### TEXT EXCERPT
☆ ☆ ☆ ☆

Single by Miley Cyrus

from the album Younger Now
- Released: August 18, 2017
- Studio: Rainbowland (Malibu)
- Genre: Pop
- Length: 4:08
- Label: RCA
- Composer(s): Miley Cyrus; Oren Yoel;
- Lyricist(s): Miley Cyrus
- Producer(s): Oren Yoel; Miley Cyrus;

Miley Cyrus singles chronology
| "Malibu" (2017) | "Younger Now" (2017) | "Nothing Breaks Like a Heart" (2018) |

Music video
- "Younger Now" on YouTube

= Younger Now (song) =

2017 single by Miley Cyrus

"Younger Now" is a song by American singer Miley Cyrus, from her sixth studio album of the same name (2017). It was released on August 18, 2017, by RCA Records as the second and final single from the album. Its lyrics were written by Cyrus and its musical composition and production done by Cyrus and Oren Yoel. An accompanying music video was released on the same day.

==Background and release==
After Miley Cyrus & Her Dead Petz (2015), Cyrus spent time reclaiming her once wholesome image in the run up to her new material, Younger Now. Prior to the album's release on September 29, 2017, Cyrus released "Malibu" as the lead single and "Inspired" a promotional single before unveiling the album's title track as the second single on August 18, 2017, along with its music video. It is a twangy pop song featuring one of her grade school portraits as the cover artwork.

==Composition==

The song is performed in the key of A major, with a moderately fast tempo of 122 beats per minute in common time. Cyrus vocals span from E_{3} to Db_{5}. Lyrically, Ben Kate of Consequence of Sound described the track as "a soaring reclamation of changes Cyrus experienced over the last several years, ending with a declaration she now is the best version of herself. 'I'm not afraid of who I used to be / No one stays the same,' she proclaims. 'Change is a thing you can count on / I feel so much younger now'".

==Critical reception==
USA Todays Maeve McDermott claimed "the song is infinitely more listenable than most of the music from her Dead Petz phase", but criticized Cyrus for "not offering much in the way of meaningful self-reflection on the song".

==Track listing==
Digital download (the remixes EP)

☆ ☆ ☆ ☆

### GOALS
1) Could you render the rows as a numbered list, starting at the line containing "flower, it would be much appreciated." and ending at the last row, with blank lines left out?
2) How would you continue the "Younger Now" song article from the point where it stops?
The song article above and the rows below come from unrelated sources.

### RECORDED DATA
☆ ☆ ☆ ☆

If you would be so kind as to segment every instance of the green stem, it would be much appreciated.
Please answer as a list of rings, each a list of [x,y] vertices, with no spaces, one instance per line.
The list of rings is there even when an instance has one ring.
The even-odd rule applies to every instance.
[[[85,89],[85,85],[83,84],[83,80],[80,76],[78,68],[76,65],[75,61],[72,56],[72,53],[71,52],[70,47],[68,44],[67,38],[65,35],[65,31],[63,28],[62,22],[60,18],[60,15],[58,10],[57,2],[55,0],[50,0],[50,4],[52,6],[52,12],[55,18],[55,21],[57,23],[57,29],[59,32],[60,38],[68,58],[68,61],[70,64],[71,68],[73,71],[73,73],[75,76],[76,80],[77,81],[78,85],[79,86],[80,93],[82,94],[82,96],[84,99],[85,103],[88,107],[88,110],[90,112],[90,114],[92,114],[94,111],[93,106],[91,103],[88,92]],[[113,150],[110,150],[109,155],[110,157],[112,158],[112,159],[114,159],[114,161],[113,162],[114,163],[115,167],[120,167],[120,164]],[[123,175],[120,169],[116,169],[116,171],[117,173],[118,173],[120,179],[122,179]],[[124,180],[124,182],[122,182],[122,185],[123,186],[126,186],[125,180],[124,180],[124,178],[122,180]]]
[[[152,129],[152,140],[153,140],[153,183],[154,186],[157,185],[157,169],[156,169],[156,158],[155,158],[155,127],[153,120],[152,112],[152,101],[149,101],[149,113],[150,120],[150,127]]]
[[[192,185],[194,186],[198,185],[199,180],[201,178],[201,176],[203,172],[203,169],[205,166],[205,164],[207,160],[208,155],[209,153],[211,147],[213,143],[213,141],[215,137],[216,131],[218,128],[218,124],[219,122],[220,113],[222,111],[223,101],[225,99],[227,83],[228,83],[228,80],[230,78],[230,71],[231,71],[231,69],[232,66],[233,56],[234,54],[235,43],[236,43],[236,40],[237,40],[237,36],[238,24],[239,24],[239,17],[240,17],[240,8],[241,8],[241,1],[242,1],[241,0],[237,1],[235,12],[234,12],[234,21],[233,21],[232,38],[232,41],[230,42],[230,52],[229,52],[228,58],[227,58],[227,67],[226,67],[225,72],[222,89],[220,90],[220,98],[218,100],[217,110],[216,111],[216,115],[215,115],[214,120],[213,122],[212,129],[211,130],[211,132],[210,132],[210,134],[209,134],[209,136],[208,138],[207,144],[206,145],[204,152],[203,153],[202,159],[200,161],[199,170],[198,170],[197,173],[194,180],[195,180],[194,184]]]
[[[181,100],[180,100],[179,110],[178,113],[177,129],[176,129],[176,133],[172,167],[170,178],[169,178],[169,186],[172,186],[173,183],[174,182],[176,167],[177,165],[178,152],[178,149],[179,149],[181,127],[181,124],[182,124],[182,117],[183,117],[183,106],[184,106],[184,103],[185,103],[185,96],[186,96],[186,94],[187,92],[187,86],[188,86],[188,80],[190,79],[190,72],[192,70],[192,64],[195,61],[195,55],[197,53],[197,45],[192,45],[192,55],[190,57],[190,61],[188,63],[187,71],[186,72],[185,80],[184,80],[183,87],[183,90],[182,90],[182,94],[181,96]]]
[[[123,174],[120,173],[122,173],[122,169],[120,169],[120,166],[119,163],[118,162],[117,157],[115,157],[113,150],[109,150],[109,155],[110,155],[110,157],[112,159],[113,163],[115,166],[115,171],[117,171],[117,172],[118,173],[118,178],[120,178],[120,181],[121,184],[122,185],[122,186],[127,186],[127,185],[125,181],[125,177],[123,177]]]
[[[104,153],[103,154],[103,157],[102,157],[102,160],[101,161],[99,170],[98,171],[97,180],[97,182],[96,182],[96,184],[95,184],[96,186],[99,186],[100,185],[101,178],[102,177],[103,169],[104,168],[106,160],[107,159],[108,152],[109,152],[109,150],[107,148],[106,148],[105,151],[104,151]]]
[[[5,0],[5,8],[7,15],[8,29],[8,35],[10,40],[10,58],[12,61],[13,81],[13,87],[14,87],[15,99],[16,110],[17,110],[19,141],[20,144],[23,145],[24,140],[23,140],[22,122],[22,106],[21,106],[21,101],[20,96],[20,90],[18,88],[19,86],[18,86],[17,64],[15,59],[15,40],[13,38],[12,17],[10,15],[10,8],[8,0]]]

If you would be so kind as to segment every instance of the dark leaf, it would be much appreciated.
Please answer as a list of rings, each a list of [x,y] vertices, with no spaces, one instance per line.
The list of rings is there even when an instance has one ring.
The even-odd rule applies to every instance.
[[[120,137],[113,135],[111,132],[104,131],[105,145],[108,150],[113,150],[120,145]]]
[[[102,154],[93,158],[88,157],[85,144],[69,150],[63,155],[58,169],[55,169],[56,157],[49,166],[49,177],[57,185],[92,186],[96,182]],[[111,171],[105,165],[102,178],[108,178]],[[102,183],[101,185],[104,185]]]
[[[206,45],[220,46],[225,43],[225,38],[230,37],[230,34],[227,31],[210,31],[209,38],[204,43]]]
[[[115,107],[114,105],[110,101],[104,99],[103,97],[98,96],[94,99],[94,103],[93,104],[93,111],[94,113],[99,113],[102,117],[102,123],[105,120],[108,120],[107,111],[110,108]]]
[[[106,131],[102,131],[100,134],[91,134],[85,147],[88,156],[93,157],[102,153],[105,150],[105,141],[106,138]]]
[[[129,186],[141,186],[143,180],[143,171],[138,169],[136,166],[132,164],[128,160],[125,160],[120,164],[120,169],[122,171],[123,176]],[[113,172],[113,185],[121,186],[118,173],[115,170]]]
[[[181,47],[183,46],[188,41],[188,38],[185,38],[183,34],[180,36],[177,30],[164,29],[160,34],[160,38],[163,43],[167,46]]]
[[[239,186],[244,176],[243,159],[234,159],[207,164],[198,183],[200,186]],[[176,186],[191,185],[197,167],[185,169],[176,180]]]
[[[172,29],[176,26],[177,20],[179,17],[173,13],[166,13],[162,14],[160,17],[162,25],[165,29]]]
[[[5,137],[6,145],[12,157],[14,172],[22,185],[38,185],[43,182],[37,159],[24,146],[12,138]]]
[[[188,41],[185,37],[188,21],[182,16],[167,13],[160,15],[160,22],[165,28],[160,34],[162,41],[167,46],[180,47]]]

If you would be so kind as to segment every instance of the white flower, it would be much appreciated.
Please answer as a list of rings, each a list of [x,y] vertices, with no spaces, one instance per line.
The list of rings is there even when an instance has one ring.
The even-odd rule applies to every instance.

☆ ☆ ☆ ☆

### TASK ANSWERS
1)
1. If you would be so kind as to segment every instance of the white flower, it would be much appreciated.
2. Please answer as a list of rings, each a list of [x,y] vertices, with no spaces, one instance per line.
3. The list of rings is there even when an instance has one ring.
4. The even-odd rule applies to every instance.

2)
1. "Younger Now" (R3hab remix) – 2:40
2. "Younger Now" (Niko the Kid remix) – 3:44
3. "Younger Now" (DJ Premier remix) – 2:57
4. "Younger Now" (Burns remix) – 4:23
5. "Younger Now" (Fred Falke remix) – 3:52
6. "Younger Now" (Syn Cole remix) – 3:23

==Live performances==
Cyrus first performed "Younger Now" at the 2017 MTV Video Music Awards on August 27, featuring a varied array of senior citizen men and women, many of whom in their late eighties, as the main dancers, as well as several young children riding mini-motorcycles. On September 7, Cyrus performed the song on The Ellen DeGeneres Show. She also performed "Younger Now" live for the third time in the BBC Radio 1 Live Lounge, accompanied by other songs like "Malibu", "See You Again", "Party in the U.S.A." and a cover of Roberta Flack's "The First Time Ever I Saw Your Face", the following week.

==Music video==
===Background and synopsis===
Accompanying the song was a music video featuring a "mishmash" of 1950s-inspired imagery. In the video's most on-the-nose moment, one of the sideshow characters populating its carnival setting spins upside down on a stripper pole, as the words "No one stays the same" flash in front. Cyrus helped co-direct the video alongside her friend and collaborator Diane Martel. The video features Cyrus interacting with a puppet of her younger self and dancing with a group of senior citizens.

===Reception===
USA Today suggested the stripper scene is "a flashback to Cyrus grinding on Robin Thicke and twerking in the "We Can't Stop" video during her Bangerz years".

==Charts==

Chart performance for "Younger Now"
| Chart (2017) | Peak position |
|---|---|
| Australia (ARIA) | 49 |
| Canada (Canadian Hot 100) | 48 |
| France (SNEP Sales Chart) | 53 |
| Japan (Japan Hot 100) (Billboard) | 64 |
| Sweden (Sverigetopplistan) | 75 |
| Portugal (AFP) | 92 |
| Switzerland (Schweizer Hitparade) | 84 |
| UK Singles (OCC) | 54 |
| US Billboard Hot 100 | 79 |
| US Adult Pop Airplay (Billboard) | 39 |

==Certifications==

Certifications for "Younger Now"
| Region | Certification | Certified units/sales |
| Australia (ARIA) | Gold | 35,000^{‡} |
| Brazil (Pro-Música Brasil) | Gold | 20,000^{‡} |
| New Zealand (RMNZ) | Gold | 15,000^{‡} |
| Norway (IFPI Norway) | Gold | 30,000^{‡} |
^{‡} Sales+streaming figures based on certification alone.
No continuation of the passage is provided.